## What is being asked
Return the stretch of entries below from the very start through the line containing "[136,54,142,68]", inclusive, reproducing every line unchanged.

--- start Records provided ---

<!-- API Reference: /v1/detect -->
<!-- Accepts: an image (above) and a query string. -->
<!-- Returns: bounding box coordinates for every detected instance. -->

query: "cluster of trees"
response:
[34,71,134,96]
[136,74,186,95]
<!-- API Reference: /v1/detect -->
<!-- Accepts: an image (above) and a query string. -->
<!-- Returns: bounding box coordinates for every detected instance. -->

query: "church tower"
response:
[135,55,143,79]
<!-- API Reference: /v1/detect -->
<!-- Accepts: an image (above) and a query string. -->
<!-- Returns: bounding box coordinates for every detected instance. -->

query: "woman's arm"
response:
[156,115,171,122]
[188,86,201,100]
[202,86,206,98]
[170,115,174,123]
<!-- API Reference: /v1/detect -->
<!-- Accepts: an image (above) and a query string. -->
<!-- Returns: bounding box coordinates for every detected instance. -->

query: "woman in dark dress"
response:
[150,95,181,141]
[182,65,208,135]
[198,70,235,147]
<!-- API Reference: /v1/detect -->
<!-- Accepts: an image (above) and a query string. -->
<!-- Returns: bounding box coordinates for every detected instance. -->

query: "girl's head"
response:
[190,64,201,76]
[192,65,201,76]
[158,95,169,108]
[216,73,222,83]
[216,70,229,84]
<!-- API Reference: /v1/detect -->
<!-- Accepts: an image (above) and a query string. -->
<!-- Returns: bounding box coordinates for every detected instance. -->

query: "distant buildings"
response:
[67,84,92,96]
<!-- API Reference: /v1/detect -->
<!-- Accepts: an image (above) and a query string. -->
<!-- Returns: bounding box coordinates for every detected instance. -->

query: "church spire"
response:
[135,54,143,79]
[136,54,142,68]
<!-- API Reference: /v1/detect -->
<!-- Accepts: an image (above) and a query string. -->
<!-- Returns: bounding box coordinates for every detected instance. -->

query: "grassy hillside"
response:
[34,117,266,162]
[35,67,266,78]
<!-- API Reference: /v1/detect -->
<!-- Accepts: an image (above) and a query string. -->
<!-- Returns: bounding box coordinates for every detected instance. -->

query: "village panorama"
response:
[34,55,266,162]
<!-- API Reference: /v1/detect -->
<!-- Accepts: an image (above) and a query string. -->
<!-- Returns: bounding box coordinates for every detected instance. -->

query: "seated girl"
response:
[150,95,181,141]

--- end Records provided ---

## Finished task
<!-- API Reference: /v1/detect -->
<!-- Accepts: an image (above) and a query string. -->
<!-- Returns: bounding box coordinates for every detected instance. -->

query: "cluster of trees"
response:
[34,71,134,96]
[136,74,186,95]
<!-- API Reference: /v1/detect -->
<!-- Accepts: an image (above) and a query string. -->
<!-- Returns: bounding box coordinates for every detected instance. -->

query: "church tower"
response:
[135,55,143,79]
<!-- API Reference: /v1/detect -->
<!-- Accepts: an image (above) and a query string. -->
<!-- Returns: bounding box coordinates for every detected instance. -->

query: "woman's arm"
response:
[156,115,171,122]
[188,86,201,100]
[202,86,206,98]
[170,115,174,123]
<!-- API Reference: /v1/detect -->
<!-- Accepts: an image (above) and a query string. -->
<!-- Returns: bounding box coordinates for every detected instance. -->

query: "woman in dark dress"
response:
[150,95,181,141]
[182,65,208,135]
[198,70,235,147]
<!-- API Reference: /v1/detect -->
<!-- Accepts: an image (above) and a query string. -->
<!-- Returns: bounding box coordinates for every detected instance. -->

query: "girl's head"
response:
[190,64,201,76]
[192,65,201,76]
[158,95,169,108]
[216,73,222,83]
[216,70,229,84]
<!-- API Reference: /v1/detect -->
<!-- Accepts: an image (above) and a query string. -->
<!-- Returns: bounding box coordinates for every detected instance. -->

query: "distant buildings"
response:
[67,84,92,96]
<!-- API Reference: /v1/detect -->
<!-- Accepts: an image (above) and a query string. -->
<!-- Returns: bounding box coordinates for every detected instance. -->

query: "church spire"
response:
[135,54,143,79]
[136,54,142,68]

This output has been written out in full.